What needs to be done: Could you write out, word for word, the whole passage below on adaptively identifying patient subpopulations that benefit from treatment in clinical trials?

Supplied passage:
════
Adaptive Identification of Populations with Treatment Benefit in Clinical Trials: Machine Learning Challenges and Solutions
This work addresses the challenge of making clinical trials more adaptive and efficient for identifying treatment benefits in patient subpopulations, representing an incremental advance by integrating machine learning into existing biostatistical frameworks.
The paper tackles the problem of adaptively identifying patient subpopulations that benefit from a treatment in clinical trials, aiming to relax classical restrictions and incorporate machine learning ideas for more flexible and efficient designs. It proposes AdaGGI and AdaGCPI as meta-algorithms and empirically evaluates their performance across simulation scenarios.
We study the problem of adaptively identifying patient subpopulations that benefit from a given treatment during a confirmatory clinical trial. This type of adaptive clinical trial has been thoroughly studied in biostatistics, but has been allowed only limited adaptivity so far. Here, we aim to relax classical restrictions on such designs and investigate how to incorporate ideas from the recent machine learning literature on adaptive and online experimentation to make trials more flexible and efficient. We find that the unique characteristics of the subpopulation selection problem -- most importantly that (i) one is usually interested in finding subpopulations with any treatment benefit (and not necessarily the single subgroup with largest effect) given a limited budget and that (ii) effectiveness only has to be demonstrated across the subpopulation on average -- give rise to interesting challenges and new desiderata when designing algorithmic solutions. Building on these findings, we propose AdaGGI and AdaGCPI, two meta-algorithms for subpopulation construction. We empirically investigate their performance across a range of simulation scenarios and derive insights into their (dis)advantages across different settings.
════
Given information:
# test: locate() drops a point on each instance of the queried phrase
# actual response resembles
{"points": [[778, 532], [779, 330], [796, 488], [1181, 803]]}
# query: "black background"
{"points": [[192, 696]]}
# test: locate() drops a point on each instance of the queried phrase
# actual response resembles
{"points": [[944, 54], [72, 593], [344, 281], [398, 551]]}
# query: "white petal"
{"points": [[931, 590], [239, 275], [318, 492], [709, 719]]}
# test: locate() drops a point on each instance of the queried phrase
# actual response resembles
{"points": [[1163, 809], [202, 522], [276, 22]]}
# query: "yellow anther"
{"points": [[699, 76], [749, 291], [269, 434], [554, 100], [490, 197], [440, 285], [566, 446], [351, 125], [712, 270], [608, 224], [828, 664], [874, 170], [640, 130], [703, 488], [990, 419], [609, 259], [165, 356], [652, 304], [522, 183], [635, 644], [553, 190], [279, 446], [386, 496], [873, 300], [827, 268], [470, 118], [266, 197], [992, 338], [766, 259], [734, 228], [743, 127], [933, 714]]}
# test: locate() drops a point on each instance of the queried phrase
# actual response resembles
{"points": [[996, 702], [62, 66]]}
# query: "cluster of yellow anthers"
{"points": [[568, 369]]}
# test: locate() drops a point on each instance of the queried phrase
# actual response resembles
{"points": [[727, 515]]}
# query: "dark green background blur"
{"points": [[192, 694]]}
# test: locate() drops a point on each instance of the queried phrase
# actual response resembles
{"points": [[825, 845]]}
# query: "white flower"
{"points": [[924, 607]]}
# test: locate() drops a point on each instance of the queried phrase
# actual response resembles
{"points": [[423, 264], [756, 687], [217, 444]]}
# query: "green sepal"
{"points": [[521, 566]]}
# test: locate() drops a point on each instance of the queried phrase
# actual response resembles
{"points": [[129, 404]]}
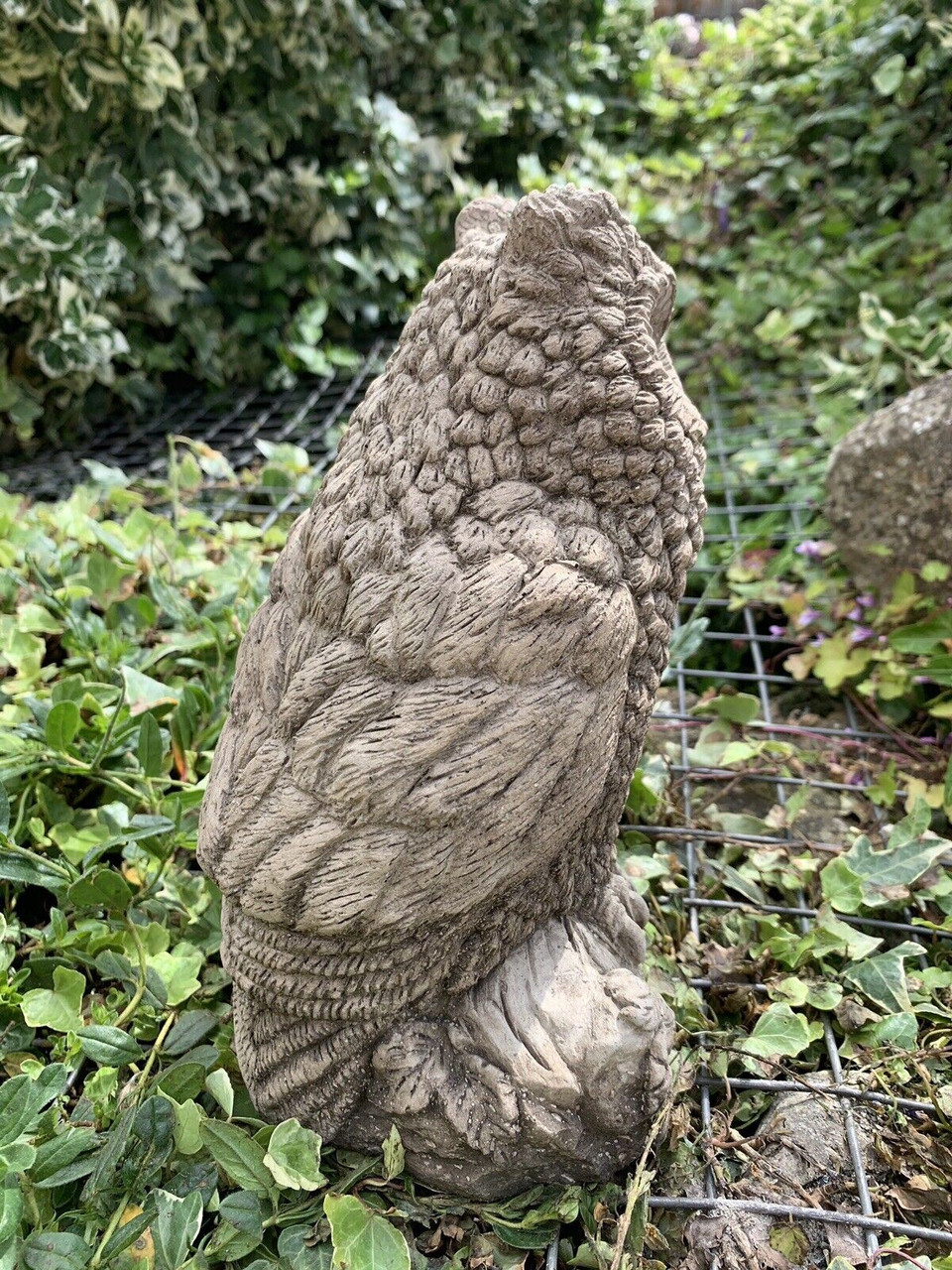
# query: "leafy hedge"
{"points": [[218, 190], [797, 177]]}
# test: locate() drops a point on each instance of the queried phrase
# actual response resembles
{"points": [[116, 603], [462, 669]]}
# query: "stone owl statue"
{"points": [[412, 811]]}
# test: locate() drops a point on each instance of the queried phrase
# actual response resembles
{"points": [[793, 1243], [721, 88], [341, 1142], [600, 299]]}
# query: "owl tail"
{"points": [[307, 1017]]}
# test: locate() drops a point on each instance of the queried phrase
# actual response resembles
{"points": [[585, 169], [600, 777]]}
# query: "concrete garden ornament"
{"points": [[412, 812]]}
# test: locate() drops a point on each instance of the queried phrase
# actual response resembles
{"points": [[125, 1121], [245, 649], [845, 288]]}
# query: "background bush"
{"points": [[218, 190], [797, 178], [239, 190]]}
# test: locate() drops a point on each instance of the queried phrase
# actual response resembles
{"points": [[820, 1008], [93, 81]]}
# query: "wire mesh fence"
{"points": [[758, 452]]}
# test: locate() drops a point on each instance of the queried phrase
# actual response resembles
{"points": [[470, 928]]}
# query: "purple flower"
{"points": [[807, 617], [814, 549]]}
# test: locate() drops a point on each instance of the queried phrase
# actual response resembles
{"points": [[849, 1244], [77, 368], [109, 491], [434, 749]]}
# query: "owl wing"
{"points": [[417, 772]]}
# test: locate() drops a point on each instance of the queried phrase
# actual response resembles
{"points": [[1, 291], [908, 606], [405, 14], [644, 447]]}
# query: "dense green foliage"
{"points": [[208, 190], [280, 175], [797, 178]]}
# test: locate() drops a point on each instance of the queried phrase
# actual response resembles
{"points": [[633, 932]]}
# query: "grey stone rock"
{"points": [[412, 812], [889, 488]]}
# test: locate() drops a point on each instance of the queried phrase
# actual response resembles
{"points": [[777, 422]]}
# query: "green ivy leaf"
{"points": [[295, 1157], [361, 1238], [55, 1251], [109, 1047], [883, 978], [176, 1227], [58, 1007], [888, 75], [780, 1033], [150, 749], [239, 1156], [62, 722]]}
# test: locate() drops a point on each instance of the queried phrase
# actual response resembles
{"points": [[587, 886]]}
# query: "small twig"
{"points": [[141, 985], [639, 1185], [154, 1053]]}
════
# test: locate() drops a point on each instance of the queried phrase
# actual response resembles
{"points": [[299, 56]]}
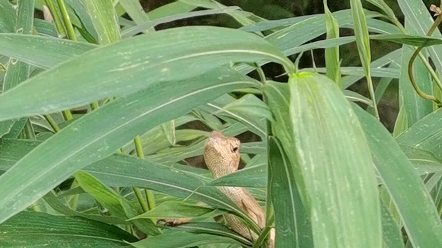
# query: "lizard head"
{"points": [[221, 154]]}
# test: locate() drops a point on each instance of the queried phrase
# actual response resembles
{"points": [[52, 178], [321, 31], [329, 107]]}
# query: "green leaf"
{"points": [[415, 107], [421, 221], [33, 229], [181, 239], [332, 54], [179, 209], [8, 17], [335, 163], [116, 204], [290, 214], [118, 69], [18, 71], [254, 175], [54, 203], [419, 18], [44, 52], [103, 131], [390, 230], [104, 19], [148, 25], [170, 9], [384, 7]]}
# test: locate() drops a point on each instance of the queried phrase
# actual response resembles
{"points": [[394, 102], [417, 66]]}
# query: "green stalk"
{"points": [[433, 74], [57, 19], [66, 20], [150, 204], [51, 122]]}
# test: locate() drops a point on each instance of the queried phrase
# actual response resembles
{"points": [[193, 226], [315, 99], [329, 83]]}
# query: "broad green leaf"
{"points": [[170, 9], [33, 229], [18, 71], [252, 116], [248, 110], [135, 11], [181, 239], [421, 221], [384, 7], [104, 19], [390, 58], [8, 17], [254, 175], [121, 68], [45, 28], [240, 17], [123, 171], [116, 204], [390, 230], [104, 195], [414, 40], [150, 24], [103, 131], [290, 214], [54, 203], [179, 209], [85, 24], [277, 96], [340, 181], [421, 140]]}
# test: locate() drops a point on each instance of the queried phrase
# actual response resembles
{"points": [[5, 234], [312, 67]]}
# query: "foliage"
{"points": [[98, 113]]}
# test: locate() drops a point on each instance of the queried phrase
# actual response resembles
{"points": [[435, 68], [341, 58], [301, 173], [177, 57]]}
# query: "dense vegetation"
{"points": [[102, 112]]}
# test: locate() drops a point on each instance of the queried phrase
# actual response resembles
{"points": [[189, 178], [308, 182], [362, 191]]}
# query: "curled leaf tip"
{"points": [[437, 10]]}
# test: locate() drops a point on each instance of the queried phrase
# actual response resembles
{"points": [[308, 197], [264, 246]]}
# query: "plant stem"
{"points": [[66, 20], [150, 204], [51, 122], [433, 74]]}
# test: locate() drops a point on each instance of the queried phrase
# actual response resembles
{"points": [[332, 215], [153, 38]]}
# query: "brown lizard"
════
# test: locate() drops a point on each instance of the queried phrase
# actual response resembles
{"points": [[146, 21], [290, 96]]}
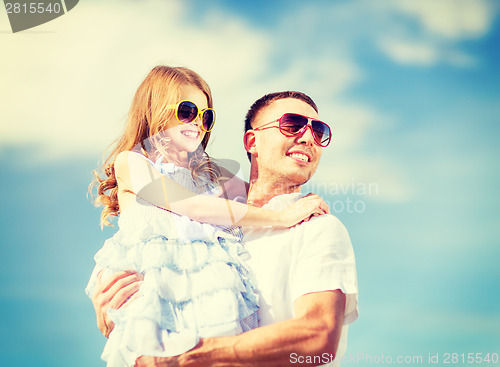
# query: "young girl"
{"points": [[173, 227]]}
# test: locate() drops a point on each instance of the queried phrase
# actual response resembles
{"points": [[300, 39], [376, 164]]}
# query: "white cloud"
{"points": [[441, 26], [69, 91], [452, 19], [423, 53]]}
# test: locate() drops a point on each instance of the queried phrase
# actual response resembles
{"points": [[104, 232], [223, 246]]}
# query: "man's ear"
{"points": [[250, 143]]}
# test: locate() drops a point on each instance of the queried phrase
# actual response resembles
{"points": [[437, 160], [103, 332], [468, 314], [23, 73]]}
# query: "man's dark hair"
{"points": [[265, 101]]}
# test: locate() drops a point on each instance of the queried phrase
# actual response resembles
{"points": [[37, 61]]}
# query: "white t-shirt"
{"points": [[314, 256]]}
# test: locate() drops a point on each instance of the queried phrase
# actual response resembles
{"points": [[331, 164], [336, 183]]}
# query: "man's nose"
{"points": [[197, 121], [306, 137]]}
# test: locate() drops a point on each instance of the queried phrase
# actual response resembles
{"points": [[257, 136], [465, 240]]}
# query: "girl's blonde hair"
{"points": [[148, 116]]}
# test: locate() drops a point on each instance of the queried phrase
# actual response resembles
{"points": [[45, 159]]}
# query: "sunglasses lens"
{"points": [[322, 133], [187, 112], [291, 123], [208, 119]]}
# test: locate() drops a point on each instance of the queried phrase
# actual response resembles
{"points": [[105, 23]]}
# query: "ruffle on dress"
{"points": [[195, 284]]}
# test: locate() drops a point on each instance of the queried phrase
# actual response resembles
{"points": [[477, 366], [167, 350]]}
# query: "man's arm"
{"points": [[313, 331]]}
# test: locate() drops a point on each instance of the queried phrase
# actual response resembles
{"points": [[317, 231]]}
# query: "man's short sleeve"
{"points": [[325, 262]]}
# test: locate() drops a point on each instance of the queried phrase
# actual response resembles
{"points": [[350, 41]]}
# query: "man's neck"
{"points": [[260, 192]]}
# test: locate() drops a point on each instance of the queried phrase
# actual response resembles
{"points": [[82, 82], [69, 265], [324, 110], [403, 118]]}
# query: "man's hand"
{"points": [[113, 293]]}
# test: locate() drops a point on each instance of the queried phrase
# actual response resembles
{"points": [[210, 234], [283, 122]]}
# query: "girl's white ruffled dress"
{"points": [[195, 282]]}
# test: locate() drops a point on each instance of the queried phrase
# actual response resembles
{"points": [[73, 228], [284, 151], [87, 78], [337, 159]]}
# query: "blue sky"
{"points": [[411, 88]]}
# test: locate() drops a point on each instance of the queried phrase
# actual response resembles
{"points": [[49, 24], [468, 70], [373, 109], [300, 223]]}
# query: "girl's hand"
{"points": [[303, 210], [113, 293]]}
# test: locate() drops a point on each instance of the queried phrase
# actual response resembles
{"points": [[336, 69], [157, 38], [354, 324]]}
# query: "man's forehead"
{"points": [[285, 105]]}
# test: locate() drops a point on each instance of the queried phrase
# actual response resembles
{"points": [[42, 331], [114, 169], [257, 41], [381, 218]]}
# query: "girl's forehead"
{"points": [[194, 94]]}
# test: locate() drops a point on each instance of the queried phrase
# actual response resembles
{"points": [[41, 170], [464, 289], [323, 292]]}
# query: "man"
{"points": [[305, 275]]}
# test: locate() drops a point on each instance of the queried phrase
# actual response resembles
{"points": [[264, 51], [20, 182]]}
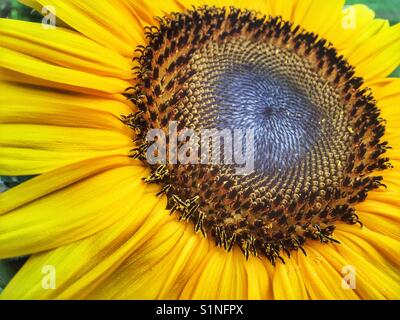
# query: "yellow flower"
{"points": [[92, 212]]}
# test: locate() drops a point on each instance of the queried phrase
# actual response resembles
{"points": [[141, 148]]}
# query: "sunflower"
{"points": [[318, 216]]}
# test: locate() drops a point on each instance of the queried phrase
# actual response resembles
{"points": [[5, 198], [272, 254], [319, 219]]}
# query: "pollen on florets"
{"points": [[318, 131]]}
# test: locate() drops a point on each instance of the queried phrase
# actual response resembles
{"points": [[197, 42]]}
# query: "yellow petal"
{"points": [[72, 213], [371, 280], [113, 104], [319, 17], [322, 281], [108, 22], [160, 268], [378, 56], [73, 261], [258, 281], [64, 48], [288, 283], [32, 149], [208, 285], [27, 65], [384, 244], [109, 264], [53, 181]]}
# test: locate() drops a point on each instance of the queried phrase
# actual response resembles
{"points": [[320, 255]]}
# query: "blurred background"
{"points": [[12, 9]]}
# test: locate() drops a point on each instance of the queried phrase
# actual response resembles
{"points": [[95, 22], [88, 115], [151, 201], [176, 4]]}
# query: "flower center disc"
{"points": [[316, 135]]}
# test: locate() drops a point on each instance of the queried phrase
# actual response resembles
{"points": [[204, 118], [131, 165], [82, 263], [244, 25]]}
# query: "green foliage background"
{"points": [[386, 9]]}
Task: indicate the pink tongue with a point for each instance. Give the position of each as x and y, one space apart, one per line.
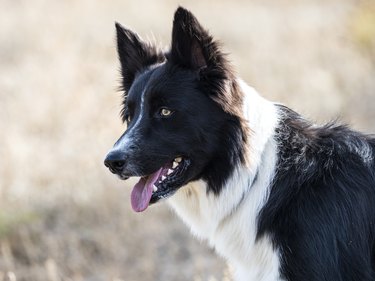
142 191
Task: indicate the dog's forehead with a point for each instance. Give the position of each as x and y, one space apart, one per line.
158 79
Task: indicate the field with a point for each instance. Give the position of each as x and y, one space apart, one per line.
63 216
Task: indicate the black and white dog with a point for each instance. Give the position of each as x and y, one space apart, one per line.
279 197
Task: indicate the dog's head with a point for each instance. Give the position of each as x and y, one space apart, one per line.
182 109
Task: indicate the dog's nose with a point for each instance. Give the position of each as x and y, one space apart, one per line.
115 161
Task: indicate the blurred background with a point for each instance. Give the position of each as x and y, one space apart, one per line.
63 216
════
Solution:
Adaptive Identification of Populations with Treatment Benefit in Clinical Trials: Machine Learning Challenges and Solutions
This work addresses the challenge of making clinical trials more adaptive and efficient for identifying treatment benefits in patient subpopulations, representing an incremental advance by integrating machine learning into existing biostatistical frameworks.
The paper tackles the problem of adaptively identifying patient subpopulations that benefit from a treatment in clinical trials, aiming to relax classical restrictions and incorporate machine learning ideas for more flexible and efficient designs. It proposes AdaGGI and AdaGCPI as meta-algorithms and empirically evaluates their performance across simulation scenarios.
We study the problem of adaptively identifying patient subpopulations that benefit from a given treatment during a confirmatory clinical trial. This type of adaptive clinical trial has been thoroughly studied in biostatistics, but has been allowed only limited adaptivity so far. Here, we aim to relax classical restrictions on such designs and investigate how to incorporate ideas from the recent machine learning literature on adaptive and online experimentation to make trials more flexible and efficient. We find that the unique characteristics of the subpopulation selection problem -- most importantly that (i) one is usually interested in finding subpopulations with any treatment benefit (and not necessarily the single subgroup with largest effect) given a limited budget and that (ii) effectiveness only has to be demonstrated across the subpopulation on average -- give rise to interesting challenges and new desiderata when designing algorithmic solutions. Building on these findings, we propose AdaGGI and AdaGCPI, two meta-algorithms for subpopulation construction. We empirically investigate their performance across a range of simulation scenarios and derive insights into their (dis)advantages across different settings.